┌────────
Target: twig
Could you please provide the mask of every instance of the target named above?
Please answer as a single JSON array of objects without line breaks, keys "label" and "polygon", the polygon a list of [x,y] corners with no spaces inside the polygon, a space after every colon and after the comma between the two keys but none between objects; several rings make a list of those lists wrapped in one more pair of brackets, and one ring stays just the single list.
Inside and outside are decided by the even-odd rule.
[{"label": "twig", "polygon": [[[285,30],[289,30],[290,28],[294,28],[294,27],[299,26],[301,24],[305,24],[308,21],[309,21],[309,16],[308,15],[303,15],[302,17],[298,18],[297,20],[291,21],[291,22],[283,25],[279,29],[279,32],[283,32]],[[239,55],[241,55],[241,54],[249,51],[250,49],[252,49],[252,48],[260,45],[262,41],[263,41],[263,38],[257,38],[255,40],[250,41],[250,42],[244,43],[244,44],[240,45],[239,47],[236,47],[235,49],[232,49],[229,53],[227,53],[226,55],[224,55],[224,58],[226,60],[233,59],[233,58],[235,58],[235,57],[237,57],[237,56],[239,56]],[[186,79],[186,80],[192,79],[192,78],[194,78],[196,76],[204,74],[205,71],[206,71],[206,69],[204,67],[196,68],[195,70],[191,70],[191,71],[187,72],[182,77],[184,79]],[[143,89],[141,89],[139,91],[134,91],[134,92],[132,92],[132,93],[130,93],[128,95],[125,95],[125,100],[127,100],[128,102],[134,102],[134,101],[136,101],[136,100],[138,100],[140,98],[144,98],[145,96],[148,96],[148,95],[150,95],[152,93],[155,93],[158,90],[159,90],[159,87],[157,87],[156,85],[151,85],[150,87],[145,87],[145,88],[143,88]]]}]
└────────
[Exercise instructions]
Begin at the top of the listing above and set down each line exactly. Stop after the line that contains "Could you please".

[Solution to this problem]
Target: twig
Could you please provide the mask of every instance of the target named above?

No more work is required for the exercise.